[Jouw opdracht]
Haal uit het tekstfragment de passage van "Het risico bestaat" tot en met "van sociaal-demografische karakteristieken." woordelijk over.

Het risico bestaat bij het gebruik van Facebook dat er een scheef beeld ontstaat door de overrepresentatie van bijvoorbeeld jongeren en mensen die handig zijn met technologie. Een manier om het onderzoek representatiever te maken is om bij de screeningsvragenlijst voorafgaand aan het onderzoek, quota te hanteren voor sociaal-demografische achtergronden. Ten slotte constateerden de onderzoekers dat het benaderen van mensen op basis van een interessegebied meer deelnemers opleverde dan op basis van sociaal-demografische karakteristieken.
OPENBAAR VERVOER
6. Canada: Vraagbeïnvloeding in het ov
Drukte in het ov behoort tot de redenen voor mensen om te kiezen voor andere modaliteiten en is een reden waardoor het ov na de coronapandemie nog niet volledig is hersteld. Of mensen drukte tolereren en al dan niet kiezen voor andere modaliteiten hangt af van het reismotief, tijdstip en grootte van een stad. De uitbreiding van infrastructuur gaat niet snel genoeg om tegemoet te komen aan het probleem van drukte. Vraagbeïnvloeding ligt daarom meer voor de hand. Wetenschappers van de University of Alberta (Canada) hebben literatuuronderzoek gedaan naar het effect van strategieën om de vraag te beïnvloeden. Uit een analyse van dertien verschillende vraagbeïnvloedingsprogramma’s van over de hele wereld, bleek dat persoonlijke flexibiliteit, voortkomend uit werk- en studieroosters, aan de basis ligt van het verminderen van de drukte in het ov. Veranderingen in werkroosters leidden tot de grootste reductie in het aantal reizigers in de spits. Andere maatregelen, zoals kortingen of gedragsbeïnvloeding, zijn vooral effectief als deze persoonlijke flexibiliteit eenmaal bestaat. De resultaten van het onderzoek zouden aanleiding kunnen zijn voor ov-bedrijven om in overleg te gaan met grote werkgevers over flexibilisering van werktijden.

[Invoergegevens]

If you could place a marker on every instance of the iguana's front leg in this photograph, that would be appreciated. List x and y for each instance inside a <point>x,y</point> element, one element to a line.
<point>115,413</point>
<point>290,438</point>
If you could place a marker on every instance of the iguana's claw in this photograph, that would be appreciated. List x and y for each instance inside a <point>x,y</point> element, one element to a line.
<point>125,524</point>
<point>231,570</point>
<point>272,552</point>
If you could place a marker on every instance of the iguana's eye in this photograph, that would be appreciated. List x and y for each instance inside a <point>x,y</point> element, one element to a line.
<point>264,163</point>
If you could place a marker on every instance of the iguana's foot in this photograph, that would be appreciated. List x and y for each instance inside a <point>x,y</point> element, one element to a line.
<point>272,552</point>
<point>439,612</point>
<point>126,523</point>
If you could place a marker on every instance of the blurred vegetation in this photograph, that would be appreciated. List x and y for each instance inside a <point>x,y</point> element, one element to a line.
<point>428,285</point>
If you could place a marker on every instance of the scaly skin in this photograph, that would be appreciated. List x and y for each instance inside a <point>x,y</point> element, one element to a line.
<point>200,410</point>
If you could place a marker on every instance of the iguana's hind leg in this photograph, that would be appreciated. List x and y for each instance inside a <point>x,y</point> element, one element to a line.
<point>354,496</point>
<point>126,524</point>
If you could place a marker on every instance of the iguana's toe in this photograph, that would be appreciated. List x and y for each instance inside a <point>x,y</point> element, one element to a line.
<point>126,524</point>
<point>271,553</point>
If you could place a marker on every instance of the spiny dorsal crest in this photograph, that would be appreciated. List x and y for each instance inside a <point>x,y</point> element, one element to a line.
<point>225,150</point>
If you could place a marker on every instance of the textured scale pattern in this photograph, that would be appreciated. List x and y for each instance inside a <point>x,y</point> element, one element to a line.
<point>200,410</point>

[Jouw antwoord]
Het risico bestaat bij het gebruik van Facebook dat er een scheef beeld ontstaat door de overrepresentatie van bijvoorbeeld jongeren en mensen die handig zijn met technologie. Een manier om het onderzoek representatiever te maken is om bij de screeningsvragenlijst voorafgaand aan het onderzoek, quota te hanteren voor sociaal-demografische achtergronden. Ten slotte constateerden de onderzoekers dat het benaderen van mensen op basis van een interessegebied meer deelnemers opleverde dan op basis van sociaal-demografische karakteristieken.